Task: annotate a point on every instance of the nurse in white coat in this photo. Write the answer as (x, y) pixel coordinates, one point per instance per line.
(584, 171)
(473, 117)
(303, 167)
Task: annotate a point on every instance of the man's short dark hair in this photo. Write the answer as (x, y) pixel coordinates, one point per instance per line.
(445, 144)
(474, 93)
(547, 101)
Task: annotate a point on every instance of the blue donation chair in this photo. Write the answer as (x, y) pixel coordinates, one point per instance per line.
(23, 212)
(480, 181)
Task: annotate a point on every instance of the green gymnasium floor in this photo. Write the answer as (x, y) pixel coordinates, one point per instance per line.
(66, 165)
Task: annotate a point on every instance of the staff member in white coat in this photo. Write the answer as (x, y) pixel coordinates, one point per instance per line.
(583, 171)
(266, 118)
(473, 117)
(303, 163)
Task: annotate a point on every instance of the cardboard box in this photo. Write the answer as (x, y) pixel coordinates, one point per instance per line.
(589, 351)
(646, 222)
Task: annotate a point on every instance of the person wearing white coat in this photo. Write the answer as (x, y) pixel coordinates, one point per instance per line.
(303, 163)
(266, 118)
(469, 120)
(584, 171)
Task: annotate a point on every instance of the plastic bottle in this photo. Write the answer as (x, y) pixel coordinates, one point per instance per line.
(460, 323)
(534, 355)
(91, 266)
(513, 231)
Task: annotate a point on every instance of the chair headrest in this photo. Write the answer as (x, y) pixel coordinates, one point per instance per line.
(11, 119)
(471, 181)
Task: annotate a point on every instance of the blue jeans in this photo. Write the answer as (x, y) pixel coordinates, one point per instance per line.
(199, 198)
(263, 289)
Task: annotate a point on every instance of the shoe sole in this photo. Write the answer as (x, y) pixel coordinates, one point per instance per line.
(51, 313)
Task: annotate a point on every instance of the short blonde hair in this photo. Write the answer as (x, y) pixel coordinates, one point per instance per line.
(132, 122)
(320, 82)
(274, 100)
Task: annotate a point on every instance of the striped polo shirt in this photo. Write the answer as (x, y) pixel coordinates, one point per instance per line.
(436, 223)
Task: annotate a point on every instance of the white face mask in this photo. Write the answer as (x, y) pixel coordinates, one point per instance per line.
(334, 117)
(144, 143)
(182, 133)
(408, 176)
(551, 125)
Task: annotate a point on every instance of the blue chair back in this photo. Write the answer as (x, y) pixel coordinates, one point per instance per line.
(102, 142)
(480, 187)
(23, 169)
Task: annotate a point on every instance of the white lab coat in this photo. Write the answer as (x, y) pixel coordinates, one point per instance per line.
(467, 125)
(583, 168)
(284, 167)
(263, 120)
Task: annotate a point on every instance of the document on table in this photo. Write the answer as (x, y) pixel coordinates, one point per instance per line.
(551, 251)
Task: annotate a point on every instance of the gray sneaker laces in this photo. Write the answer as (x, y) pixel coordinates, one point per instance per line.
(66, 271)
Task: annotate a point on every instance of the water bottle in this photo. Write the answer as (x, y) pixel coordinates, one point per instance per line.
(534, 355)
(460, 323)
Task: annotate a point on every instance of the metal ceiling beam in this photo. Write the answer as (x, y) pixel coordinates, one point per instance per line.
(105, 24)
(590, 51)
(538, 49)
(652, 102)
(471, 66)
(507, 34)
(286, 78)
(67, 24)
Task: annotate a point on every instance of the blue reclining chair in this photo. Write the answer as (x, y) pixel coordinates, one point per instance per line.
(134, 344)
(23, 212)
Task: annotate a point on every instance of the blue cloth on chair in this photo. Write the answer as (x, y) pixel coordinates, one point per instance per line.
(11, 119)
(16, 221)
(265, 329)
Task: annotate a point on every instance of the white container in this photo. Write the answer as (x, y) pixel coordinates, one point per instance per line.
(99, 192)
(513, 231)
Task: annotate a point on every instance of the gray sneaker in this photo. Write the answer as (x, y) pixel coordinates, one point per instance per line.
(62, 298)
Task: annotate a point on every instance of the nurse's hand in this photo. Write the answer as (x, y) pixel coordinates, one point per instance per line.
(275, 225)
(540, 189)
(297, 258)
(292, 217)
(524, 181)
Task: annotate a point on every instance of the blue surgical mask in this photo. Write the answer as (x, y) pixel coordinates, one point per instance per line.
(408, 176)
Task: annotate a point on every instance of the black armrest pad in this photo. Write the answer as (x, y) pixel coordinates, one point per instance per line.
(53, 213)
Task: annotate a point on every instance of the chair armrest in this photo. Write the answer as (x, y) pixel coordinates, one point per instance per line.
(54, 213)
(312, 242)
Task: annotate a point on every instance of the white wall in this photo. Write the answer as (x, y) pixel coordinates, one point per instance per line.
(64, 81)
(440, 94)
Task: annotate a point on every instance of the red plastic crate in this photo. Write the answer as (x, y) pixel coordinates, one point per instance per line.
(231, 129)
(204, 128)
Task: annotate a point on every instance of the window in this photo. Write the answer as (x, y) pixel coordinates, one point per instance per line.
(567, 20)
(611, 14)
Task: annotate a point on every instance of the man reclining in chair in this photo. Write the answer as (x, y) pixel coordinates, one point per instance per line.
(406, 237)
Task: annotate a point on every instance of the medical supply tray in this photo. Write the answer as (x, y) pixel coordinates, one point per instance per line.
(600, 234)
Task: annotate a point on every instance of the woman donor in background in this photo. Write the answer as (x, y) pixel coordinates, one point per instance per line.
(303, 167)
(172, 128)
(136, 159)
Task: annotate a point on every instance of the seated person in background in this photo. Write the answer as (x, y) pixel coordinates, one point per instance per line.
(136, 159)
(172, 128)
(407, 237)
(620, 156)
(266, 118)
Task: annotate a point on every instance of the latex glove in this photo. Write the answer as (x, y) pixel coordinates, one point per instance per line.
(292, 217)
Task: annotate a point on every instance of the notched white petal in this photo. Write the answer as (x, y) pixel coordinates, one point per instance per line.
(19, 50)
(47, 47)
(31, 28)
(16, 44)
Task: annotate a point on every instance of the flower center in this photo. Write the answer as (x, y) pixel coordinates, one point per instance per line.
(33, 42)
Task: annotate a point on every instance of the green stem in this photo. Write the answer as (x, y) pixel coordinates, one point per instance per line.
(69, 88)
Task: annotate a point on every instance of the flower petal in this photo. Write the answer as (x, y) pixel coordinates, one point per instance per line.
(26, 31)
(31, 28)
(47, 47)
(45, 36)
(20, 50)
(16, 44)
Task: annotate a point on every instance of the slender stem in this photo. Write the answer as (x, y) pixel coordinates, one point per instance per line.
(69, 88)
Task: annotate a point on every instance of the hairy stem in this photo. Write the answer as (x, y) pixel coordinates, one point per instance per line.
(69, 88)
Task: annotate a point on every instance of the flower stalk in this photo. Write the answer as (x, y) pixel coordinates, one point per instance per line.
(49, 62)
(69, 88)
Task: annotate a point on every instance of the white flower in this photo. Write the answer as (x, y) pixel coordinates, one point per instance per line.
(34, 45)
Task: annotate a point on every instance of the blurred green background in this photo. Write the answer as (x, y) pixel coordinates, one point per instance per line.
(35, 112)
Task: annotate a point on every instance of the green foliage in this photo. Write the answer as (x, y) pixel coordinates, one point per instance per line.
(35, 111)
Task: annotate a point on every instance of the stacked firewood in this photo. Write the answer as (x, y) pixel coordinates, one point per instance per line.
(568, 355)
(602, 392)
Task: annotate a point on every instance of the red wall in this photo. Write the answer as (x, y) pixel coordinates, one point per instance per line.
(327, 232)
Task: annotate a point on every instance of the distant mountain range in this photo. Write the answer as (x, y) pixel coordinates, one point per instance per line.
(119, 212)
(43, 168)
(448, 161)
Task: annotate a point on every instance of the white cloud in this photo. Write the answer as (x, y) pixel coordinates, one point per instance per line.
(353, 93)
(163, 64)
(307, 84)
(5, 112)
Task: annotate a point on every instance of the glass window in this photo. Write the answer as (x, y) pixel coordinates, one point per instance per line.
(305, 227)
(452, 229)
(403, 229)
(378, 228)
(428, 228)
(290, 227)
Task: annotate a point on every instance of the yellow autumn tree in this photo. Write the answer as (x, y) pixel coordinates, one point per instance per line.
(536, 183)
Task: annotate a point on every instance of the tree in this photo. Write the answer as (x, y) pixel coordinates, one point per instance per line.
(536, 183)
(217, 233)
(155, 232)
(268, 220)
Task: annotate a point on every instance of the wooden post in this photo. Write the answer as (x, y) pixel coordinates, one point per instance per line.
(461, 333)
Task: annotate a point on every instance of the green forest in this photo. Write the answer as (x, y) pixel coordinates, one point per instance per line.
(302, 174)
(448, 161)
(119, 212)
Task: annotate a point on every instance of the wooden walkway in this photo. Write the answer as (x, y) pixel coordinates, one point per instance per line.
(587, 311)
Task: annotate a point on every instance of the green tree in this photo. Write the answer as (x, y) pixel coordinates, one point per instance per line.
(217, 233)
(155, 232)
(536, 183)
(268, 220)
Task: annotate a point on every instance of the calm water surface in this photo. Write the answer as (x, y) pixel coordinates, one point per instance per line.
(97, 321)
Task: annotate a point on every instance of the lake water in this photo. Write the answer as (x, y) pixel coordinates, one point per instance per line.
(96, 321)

-*-*-

--- How to complete this task ---
Lines from the one with "Task: annotate a point on every instance of the green tree" through the last line of the listing above: return these exactly, and nothing else.

--- Solution to the problem ---
Task: annotate a point on every instance of the green tree in this photo. Write the answer as (x, y) pixel coordinates, one point per instance per line.
(217, 233)
(155, 232)
(536, 183)
(268, 220)
Task: annotate a point on every instance of the calm water surface in this photo. Write the answer as (x, y) pixel coordinates, one point per instance per line.
(97, 321)
Task: annotate a point on every instance of the lake water in this photo. Write the answer as (x, y) pixel coordinates, one point per instance per line.
(96, 321)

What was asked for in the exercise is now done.